> Prompt 1
From the passage on scientists who reject philosophy, copy the text between "1. The pre-paradigm" and "the 20th century.", inclusive.
> Prompt 2
In the passage on scientists who reject philosophy, condense the paragraph that begins "There are several criticisms of the Logical Positivist position" into two shorter sentences that keep its main points.
> Prompt 3
List every person named in the passage on scientists who reject philosophy.

> Source extract

Why have those scientists who rejected or opposed philosophy, still succeeded?

Either (1) they are succeeding because they are correct in rejecting philosophy. (2) They are succeeding, but they are engaging in philosophy without knowing or acknowledging it. (3) They are succeeding because they are, per Kuhn, in the normal phase of science. If they were in the the revolutinoary phase or pre-paradigm phase they would not succeed unless they engaged with philosophical (metaphysical and epistemological) questions.

(1): Scientists who reject philosophy are correct, philosophy isn't relevant to science:

Those oppose philosophy as useless or no longer relevant to science are subscribing to a colloquial version of the philosophical view called Logical Positivism. Logical positivists held that the only meaningful statements are those based on logic and empirical facts (i.e. scientific statements). They were strongly opposed to metaphysics, which they considered to be literal nonsense since metaphysical statements could not be verified experimentally. And although they didn't reject philosophy all together (after all, they themselves were philosophers), they saw it merely as a set of linguistic and logic tools that served mainly a method of clarifying scientific statements and questions. Although Weinberg, Krauss, and co. don't agree on the details with the Logical Positivists, they are in the overall same epistemic ball park with them, in the sense that they view empirical observation as the only source of truth.

From this perspective, the scientists who reject philosophy are indeed correct. Philosophy is irrelevant (specifically metaphysics and epistemology) to their field, and that is why they are succeeding in their chosen filed.

(2): Scientists who reject philosophy are doing philosophy, they just don't know it (or won't admit it):

There are several criticisms of the Logical Positivist position, but in the context of your question, the relevant one is that claiming that the only meaningful facts are empirical ones and that non-testable metaphysical statements are meaningless is itself a metaphysical statement. So the scientists who reject metaphysics and epistemology as irrelevant to science are implicitly taking a philosophical position when doing so.

2.1. Dennett in his book "Darwin's Dangerous Idea" says: “There is no such thing as philosophy-free science; there is only science whose philosophical baggage is taken on board without examination”

Daniel Dennett gives a similar criticism of Lawrence Krauss's view (one of your rejecters of philosophy) in this debate between Massimo Pigliucci, Lawrence Krauss, and Daniel Dennett -- starting at 1:17:00 to about 1:24:00: Lawrence Krauss is engaging in metaphysics as much as any philosophically inclined scientist (Such as Roger Penrose or Lee Smolin). In his response to Dennett's criticism, he admits that he does engage in philosophical questions and philosophical thought experiments, and tries to give a more nuanced distinction between philosophy and science.

(3): They are succeeding only because they are engaging in what Thomas Kuhn calls the normal science phase as opposed to revolutionary science phase or pre-paradigm science phase. If they had to engage into some of the other phases of science, they would not be able to succeed without engaging with metaphysical and epistemic questions:

In his book "The Structure of Scientific Revolutions", Thomas Kuhn divides science in to 5 phases:

  1. The pre-paradigm phase: This is the primordial situation when a given scientific topic was based mostly on competing philosophical speculations. Think physics before Newton or psychology before the 20th century.
  2. The normal science phase: A specific paradigm (or theory) has been established and now scientists are engaged in confirming and elaborating on the consequences of that theory. Think Physics between the time of Newton and the late 19th century.

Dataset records
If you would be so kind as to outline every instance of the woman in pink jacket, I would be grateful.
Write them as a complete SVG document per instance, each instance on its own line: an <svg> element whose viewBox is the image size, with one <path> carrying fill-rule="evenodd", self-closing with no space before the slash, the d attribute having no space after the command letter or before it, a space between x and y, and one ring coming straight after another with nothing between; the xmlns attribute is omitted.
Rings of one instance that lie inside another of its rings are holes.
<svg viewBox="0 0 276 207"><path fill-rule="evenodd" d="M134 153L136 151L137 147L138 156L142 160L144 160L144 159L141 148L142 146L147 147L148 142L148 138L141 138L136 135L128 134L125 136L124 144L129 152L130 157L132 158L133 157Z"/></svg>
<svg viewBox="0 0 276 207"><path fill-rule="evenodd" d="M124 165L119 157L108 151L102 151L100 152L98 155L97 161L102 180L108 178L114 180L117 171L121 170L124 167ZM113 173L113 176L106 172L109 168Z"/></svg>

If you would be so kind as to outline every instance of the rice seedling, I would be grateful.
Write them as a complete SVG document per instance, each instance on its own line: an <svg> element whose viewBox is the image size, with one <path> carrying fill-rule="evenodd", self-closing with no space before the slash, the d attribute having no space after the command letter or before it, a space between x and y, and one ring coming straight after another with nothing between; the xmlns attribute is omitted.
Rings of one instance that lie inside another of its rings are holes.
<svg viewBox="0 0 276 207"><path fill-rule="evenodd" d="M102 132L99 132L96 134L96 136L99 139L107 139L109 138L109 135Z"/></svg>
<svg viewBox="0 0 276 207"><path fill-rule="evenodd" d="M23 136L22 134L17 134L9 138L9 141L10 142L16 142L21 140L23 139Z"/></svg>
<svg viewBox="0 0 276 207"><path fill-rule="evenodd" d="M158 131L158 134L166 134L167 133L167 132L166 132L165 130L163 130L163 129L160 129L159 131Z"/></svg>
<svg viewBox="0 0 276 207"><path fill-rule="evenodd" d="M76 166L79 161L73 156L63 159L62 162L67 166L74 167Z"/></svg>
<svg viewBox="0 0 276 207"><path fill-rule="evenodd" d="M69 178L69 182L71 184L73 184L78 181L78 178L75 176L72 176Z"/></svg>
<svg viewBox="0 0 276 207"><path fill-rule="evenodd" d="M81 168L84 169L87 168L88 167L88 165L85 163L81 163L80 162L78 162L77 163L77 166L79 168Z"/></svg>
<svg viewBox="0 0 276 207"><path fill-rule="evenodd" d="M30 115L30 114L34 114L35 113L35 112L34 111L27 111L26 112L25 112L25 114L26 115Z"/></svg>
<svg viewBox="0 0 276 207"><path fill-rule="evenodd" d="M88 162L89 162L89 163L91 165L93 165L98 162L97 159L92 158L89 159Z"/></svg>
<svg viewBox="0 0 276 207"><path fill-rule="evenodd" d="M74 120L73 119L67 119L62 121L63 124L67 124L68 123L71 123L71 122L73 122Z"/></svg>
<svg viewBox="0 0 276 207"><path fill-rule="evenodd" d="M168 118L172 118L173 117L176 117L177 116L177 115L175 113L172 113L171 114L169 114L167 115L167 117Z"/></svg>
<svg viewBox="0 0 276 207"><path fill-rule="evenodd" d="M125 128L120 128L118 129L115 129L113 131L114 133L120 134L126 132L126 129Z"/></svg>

---

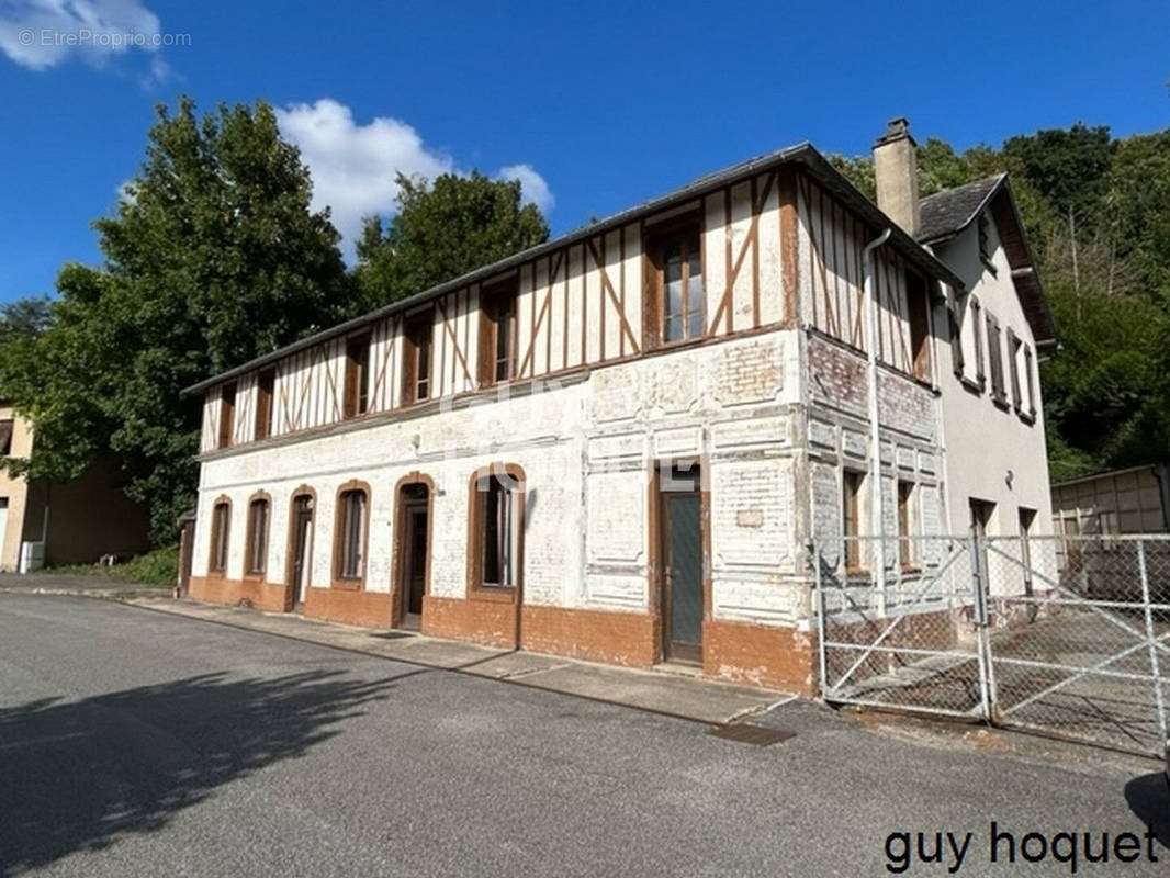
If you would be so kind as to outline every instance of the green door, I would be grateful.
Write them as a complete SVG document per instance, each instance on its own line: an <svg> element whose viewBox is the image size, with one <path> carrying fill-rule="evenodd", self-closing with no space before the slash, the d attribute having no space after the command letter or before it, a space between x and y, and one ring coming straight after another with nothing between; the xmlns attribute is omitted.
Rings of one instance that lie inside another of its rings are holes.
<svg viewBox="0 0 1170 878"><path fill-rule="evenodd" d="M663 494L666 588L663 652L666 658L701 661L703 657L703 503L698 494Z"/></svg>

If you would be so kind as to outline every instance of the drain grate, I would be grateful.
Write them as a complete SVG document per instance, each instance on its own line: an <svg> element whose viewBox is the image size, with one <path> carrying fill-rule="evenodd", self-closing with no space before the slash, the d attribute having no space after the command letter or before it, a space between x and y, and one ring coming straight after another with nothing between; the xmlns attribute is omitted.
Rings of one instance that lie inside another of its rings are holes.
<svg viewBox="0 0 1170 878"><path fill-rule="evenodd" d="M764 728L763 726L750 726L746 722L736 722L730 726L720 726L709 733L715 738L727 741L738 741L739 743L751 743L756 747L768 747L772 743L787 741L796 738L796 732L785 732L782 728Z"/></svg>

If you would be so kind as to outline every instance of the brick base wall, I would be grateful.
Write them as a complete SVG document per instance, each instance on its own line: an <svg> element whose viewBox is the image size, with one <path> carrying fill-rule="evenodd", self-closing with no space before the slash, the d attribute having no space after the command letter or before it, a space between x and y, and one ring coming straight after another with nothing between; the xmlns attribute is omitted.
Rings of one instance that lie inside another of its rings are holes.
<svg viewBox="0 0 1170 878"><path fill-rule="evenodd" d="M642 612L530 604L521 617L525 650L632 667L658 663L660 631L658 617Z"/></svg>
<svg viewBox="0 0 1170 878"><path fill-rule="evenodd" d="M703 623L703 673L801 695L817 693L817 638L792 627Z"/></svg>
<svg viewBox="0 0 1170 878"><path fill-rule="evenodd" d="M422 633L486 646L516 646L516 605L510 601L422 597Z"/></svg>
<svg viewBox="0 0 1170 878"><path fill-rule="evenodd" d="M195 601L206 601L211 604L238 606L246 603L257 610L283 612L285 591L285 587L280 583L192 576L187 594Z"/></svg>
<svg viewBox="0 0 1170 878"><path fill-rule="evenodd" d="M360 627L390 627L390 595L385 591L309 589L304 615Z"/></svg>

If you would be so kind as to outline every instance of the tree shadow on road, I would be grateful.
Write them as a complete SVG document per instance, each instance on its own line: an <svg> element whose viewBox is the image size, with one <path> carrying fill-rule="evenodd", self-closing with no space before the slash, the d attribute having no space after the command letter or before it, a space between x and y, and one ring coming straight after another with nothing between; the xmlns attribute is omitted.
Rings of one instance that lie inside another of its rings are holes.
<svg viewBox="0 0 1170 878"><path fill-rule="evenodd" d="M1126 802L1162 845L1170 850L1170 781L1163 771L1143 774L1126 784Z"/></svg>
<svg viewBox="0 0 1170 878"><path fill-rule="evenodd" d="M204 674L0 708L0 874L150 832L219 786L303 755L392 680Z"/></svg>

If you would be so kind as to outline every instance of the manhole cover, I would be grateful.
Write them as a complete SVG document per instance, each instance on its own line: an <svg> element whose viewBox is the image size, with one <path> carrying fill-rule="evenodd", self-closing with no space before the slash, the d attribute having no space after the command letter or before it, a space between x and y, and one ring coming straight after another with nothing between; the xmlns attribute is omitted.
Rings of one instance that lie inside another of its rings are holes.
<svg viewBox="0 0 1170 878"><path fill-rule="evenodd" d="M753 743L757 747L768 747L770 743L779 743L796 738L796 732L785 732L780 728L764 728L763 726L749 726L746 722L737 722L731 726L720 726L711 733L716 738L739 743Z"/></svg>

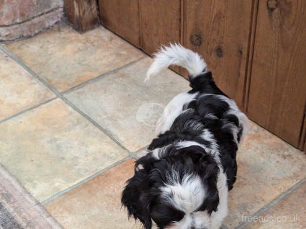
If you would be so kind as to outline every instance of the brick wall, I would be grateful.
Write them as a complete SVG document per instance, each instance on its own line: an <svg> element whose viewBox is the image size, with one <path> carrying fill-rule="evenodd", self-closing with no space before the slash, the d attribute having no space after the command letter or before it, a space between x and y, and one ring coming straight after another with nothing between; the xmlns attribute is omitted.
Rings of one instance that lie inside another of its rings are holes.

> Solution 1
1. The pre-paradigm phase: This is the primordial situation when a given scientific topic was based mostly on competing philosophical speculations. Think physics before Newton or psychology before the 20th century.

> Solution 2
One criticism of Logical Positivism is relevant here: the claim that only empirical facts are meaningful and that untestable metaphysical statements are meaningless is itself a metaphysical statement. Scientists who dismiss metaphysics and epistemology as irrelevant to science are therefore implicitly taking a philosophical position.

> Solution 3
- Thomas Kuhn
- Weinberg
- Lawrence Krauss
- Daniel Dennett
- Massimo Pigliucci
- Roger Penrose
- Lee Smolin
- Newton